What is required —
Reproduce each of the items below word for word, keeping every line unchanged.

— Start Supplied material —

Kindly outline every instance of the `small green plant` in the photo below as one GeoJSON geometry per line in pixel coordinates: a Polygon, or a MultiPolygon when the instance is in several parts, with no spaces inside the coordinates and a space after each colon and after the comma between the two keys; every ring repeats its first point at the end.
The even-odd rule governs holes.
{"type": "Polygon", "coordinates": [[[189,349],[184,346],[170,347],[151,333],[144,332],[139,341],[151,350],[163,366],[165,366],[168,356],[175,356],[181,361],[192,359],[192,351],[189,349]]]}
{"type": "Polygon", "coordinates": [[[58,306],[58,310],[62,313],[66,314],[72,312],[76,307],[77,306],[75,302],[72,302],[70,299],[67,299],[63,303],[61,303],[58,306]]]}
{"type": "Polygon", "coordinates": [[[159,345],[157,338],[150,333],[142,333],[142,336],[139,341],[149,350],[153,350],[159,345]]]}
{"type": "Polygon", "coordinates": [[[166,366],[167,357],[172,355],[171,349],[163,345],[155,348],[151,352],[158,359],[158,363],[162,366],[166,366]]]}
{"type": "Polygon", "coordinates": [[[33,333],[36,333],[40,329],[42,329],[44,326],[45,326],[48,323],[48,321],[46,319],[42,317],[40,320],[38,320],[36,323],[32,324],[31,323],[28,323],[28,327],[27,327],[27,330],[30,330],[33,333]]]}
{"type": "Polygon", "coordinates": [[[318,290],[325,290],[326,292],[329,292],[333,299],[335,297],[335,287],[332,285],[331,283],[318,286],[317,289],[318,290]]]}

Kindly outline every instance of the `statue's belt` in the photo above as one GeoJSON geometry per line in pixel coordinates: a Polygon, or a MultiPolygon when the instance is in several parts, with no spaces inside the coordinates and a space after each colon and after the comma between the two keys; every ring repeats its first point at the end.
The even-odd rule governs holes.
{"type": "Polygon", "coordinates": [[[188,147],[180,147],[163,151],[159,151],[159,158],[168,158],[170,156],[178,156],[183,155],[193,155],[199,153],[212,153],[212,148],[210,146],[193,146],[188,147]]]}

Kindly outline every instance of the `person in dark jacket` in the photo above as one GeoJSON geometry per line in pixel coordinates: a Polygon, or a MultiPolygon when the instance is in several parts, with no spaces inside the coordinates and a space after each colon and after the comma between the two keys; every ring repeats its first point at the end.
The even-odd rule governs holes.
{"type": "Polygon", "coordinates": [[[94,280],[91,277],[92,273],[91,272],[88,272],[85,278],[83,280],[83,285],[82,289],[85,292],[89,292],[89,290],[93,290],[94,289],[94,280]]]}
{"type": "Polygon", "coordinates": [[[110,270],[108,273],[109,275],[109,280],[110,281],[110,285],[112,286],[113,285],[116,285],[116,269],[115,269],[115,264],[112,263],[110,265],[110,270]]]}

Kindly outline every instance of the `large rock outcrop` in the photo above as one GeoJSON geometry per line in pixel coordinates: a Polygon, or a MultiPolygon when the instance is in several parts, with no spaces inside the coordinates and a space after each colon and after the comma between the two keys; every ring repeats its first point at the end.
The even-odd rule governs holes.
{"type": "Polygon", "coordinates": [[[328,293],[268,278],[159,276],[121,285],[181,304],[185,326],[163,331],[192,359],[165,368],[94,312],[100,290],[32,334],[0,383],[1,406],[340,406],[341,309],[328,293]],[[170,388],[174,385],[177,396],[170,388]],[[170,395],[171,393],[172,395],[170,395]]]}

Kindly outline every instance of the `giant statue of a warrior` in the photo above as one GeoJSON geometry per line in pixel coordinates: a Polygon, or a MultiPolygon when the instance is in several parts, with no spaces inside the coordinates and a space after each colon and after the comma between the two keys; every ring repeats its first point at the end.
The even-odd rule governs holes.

— End Supplied material —

Answer for this exercise —
Kindly outline every instance of the `small green plant` in the photo below as one GeoJSON geometry per line in pixel coordinates: a Polygon, or a MultiPolygon when the instance is in several parts, with no spaces inside the coordinates and a space after each colon and after the comma between the two keys; every ring repeats its first point at the end.
The even-odd rule governs holes.
{"type": "Polygon", "coordinates": [[[189,349],[184,346],[170,347],[151,333],[144,332],[139,341],[151,350],[163,366],[165,366],[168,356],[175,356],[181,361],[192,359],[192,351],[189,349]]]}
{"type": "Polygon", "coordinates": [[[58,306],[58,310],[62,313],[66,314],[72,312],[76,307],[77,306],[75,302],[72,302],[70,299],[67,299],[63,303],[61,303],[58,306]]]}
{"type": "Polygon", "coordinates": [[[159,345],[157,338],[150,333],[142,333],[142,336],[139,341],[149,350],[153,350],[159,345]]]}
{"type": "Polygon", "coordinates": [[[166,366],[167,357],[172,355],[171,349],[163,345],[155,348],[151,352],[158,359],[158,363],[162,366],[166,366]]]}
{"type": "Polygon", "coordinates": [[[33,333],[36,333],[40,329],[42,329],[44,326],[45,326],[48,323],[48,321],[46,319],[42,317],[40,320],[38,320],[36,323],[32,324],[31,323],[28,323],[28,327],[27,327],[27,330],[30,330],[33,333]]]}
{"type": "Polygon", "coordinates": [[[318,290],[325,290],[326,292],[329,292],[333,299],[335,297],[335,287],[332,285],[331,283],[318,286],[317,289],[318,290]]]}

Kindly outline every instance of the `statue's belt` in the photo above as one GeoJSON geometry per line in pixel coordinates: a Polygon, or a MultiPolygon when the instance is in several parts, with no spaces inside the coordinates and a space after each colon and after the comma between the two keys; every ring repeats its first point at the end.
The even-odd rule governs holes.
{"type": "Polygon", "coordinates": [[[188,147],[180,147],[163,151],[159,151],[159,158],[168,158],[170,156],[178,156],[183,155],[193,155],[199,153],[212,153],[212,148],[210,146],[193,146],[188,147]]]}

Kindly outline every instance of the `person in dark jacket` in the photo above as one GeoJSON geometry per line in pixel coordinates: a Polygon, or a MultiPolygon when the instance is in several parts, with no spaces inside the coordinates and a space after each colon and after the comma between the two keys; every ring repeats its first point at the end.
The even-odd rule governs holes.
{"type": "Polygon", "coordinates": [[[94,280],[91,277],[92,273],[91,272],[88,272],[85,278],[83,280],[83,285],[82,289],[85,292],[89,292],[89,290],[93,290],[94,289],[94,280]]]}
{"type": "Polygon", "coordinates": [[[110,270],[108,273],[109,275],[109,280],[110,281],[110,285],[112,286],[113,285],[116,285],[116,269],[115,269],[115,264],[112,263],[110,265],[110,270]]]}

Kindly outline every instance of the `large rock outcrop` in the photo above as one GeoJSON geometry per line in pixel coordinates: a Polygon, or a MultiPolygon when the instance is in several parts, with no spaces inside the coordinates and a space after each colon and after the comma between the two keys; every ring repeats its first point at the end.
The even-odd rule governs holes.
{"type": "Polygon", "coordinates": [[[328,293],[268,278],[159,276],[121,285],[181,304],[185,326],[163,331],[192,359],[165,368],[94,312],[100,290],[32,334],[0,383],[1,406],[340,406],[341,309],[328,293]],[[170,388],[174,385],[177,396],[170,388]],[[170,395],[171,393],[172,395],[170,395]]]}

Kindly outline every instance of the `giant statue of a warrior` in the photo above as one GeoJSON geometry per line in pixel coordinates: a Polygon, or a MultiPolygon when the instance is in several parts, with no spaces inside the coordinates and a space after each colon and after the comma between the two keys; every ring repeats its first point at the end.
The even-odd rule governs holes.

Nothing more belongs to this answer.